* Required actions:
1 – From the blk-cgroup patch below, extract the passage that begins with the words containing "In 32bit SMP" and ends with "to protect iostat.", copying it verbatim.
2 – Translate this sentence from the blk-cgroup patch below into Spanish: "Thus, replace u64 sync with spinlock to protect iostat."

* Selected passage:
[start]
[PATCH v4] blk-cgroup: Replace u64 sync with spinlock for iostat

From: boy . wu
Date: Thu Jul 18 2024 - 04:42:16 EST


From: Boy Wu <boy.wu@xxxxxxxxxxxx>

In 32bit SMP systems, if multiple CPUs call blkcg_print_stat,
it may cause blkcg_fill_root_iostats to have a concurrent problem
on the seqlock in u64_stats_update, which will cause a deadlock
on u64_stats_fetch_begin in blkcg_print_one_stat.

Thus, replace u64 sync with spinlock to protect iostat.

Fixes: ef45fe470e1e ("blk-cgroup: show global disk stats in root cgroup io.stat")
Signed-off-by: Boy Wu <boy.wu@xxxxxxxxxxxx>
---
Change in v2:
- update commit message
- Remove u64_sync
- Replace spin_lock_irq with guard statement
- Replace blkg->q->queue_lock with blkg_stat_lock
Change in v3:
- update commit message
- Add spinlock in blkg_iostat_set structure
- Replace all u64_sync with spinlock for iostat
- Replace blkg_stat_lock with iostat.spinlock
Change in v4:
- update commit message
- Remove spinlock in blkg_iostat_set structure
- Replace iostat.spinlock with blkg_stat_lock
- Add 32-bit systems only define
---
block/blk-cgroup.c | 34 +++++++++++++---------------------
1 file changed, 13 insertions(+), 21 deletions(-)
[end]
* Data extract:
[start]
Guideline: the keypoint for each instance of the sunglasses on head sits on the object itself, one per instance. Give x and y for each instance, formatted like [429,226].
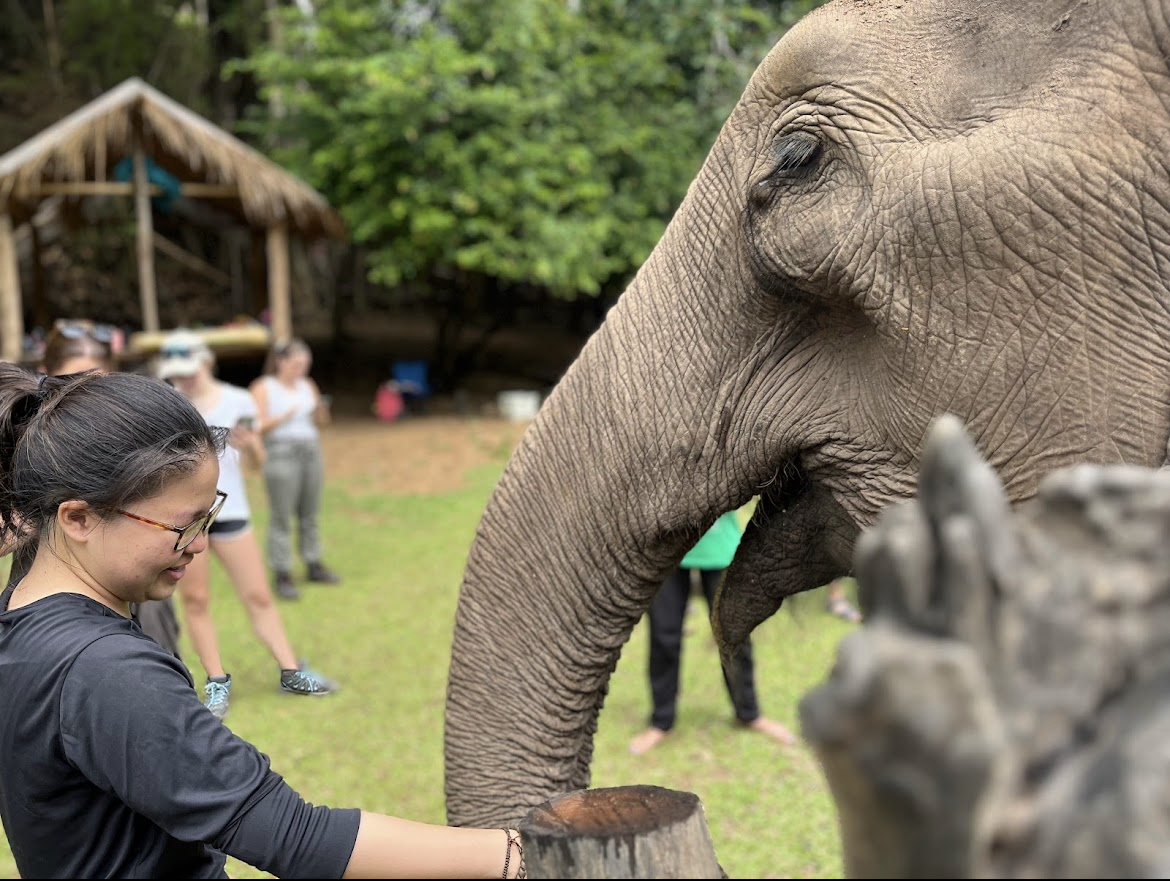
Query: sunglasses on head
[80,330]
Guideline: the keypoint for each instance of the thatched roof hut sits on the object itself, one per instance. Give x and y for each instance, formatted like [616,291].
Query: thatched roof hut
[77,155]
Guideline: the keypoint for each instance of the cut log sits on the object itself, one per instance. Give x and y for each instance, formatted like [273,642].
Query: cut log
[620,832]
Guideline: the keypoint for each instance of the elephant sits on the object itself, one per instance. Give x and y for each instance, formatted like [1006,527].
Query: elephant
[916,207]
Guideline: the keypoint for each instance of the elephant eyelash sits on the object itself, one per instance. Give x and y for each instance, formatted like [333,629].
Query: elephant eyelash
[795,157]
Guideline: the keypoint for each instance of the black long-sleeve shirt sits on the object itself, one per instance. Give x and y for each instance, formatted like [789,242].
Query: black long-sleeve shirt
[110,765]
[end]
* Results for the exercise:
1 –
In 32bit SMP systems, if multiple CPUs call blkcg_print_stat,
it may cause blkcg_fill_root_iostats to have a concurrent problem
on the seqlock in u64_stats_update, which will cause a deadlock
on u64_stats_fetch_begin in blkcg_print_one_stat.

Thus, replace u64 sync with spinlock to protect iostat.

2 – Por lo tanto, sustituir la sincronización u64 por un spinlock para proteger iostat.